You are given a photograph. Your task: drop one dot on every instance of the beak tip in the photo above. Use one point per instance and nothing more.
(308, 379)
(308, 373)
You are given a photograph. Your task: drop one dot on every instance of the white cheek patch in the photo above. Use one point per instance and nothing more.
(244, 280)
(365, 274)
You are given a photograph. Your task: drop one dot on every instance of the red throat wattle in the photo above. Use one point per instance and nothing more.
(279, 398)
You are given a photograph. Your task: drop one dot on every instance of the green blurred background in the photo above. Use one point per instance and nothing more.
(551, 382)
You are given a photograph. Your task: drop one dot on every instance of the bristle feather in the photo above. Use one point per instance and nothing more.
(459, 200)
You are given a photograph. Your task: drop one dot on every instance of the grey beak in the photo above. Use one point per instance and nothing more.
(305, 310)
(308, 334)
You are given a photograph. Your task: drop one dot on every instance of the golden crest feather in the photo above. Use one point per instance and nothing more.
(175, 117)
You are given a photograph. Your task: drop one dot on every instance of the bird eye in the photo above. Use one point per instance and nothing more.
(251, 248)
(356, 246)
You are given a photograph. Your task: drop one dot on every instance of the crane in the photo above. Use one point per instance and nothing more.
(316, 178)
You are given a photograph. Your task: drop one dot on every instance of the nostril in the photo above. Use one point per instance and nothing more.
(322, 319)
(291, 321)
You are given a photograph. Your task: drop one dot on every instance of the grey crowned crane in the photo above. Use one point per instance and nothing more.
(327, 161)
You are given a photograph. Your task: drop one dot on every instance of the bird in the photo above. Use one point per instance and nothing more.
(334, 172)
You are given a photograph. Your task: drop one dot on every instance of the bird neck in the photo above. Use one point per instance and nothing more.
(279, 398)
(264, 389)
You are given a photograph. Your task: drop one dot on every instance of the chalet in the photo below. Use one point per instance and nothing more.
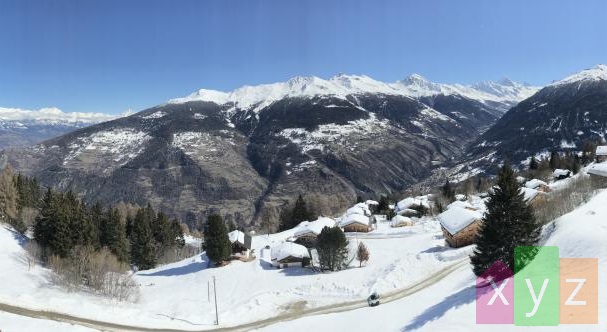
(241, 243)
(360, 208)
(400, 221)
(601, 153)
(538, 185)
(533, 197)
(308, 231)
(459, 226)
(289, 254)
(560, 174)
(355, 223)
__________
Give back the listing exactly, without a single picture.

**RESULT OF THE EXERCISE:**
You are given a photograph. Your task: drop one dot on every instance of the beak tip in the photo above. Use one point per instance and nothing more.
(308, 379)
(308, 373)
You are given a photograph. Your task: drop one dot on every instance of the white cheek patch in the photo above. Use one point per instance and nothing more.
(244, 280)
(365, 274)
You are given a photograph. Your task: drop one dot on every instance of the red throat wattle in the photo above. Use one point per instance and nothing more.
(279, 398)
You are given a photograph. Your task: drop one dot on every instance of the green blurred background in the photo above. Use one point per instance and nothing more.
(551, 382)
You are given a photograph. Your task: drop one dot on every instance of the bristle feather in the photo above. Use one point per instance and nothing more.
(459, 200)
You are given a photograph. Your task: drop one dot on every instance of the grey beak in the photo above. Use one point per instance and nothing more.
(305, 310)
(308, 334)
You are given a photograph. Your task: drop one dot on every instance of the golden crest feather in the photo above. Use one point per instance and nothing more.
(175, 117)
You are given a photograph. Your task: drop one dot on every instance of the bird eye in the photo above. Use one point per instance and nothing more.
(251, 248)
(356, 246)
You are given a photograph. Your task: drop one dot on every instance of the crane in the photo above. Use one point per instance and nothing more.
(316, 178)
You are given a photograph. Your task: drop one dot on every instance of the nostril in the photo above. Use one point per instance and nothing more.
(322, 319)
(291, 321)
You are given a photograph. Your task: drop one dot on every instance of the grey crowned crane in the photo above. Use one point per instance and nothing more.
(327, 161)
You are given a photograph. Your task: drop one dot on every instance of the bird in the photo above. Use one point per instance and nothing more.
(334, 172)
You are given a photograph. Your task: drop one dot on every instance of the bird neck in the photo above. Use one point per instance and nothing more.
(279, 398)
(264, 389)
You are given a photograph. Your task: drop one dot on every instance of the chalet in the photo below. Use one point per instance and nothing more.
(241, 243)
(360, 208)
(400, 221)
(601, 153)
(538, 185)
(533, 197)
(308, 231)
(459, 226)
(289, 254)
(560, 174)
(355, 223)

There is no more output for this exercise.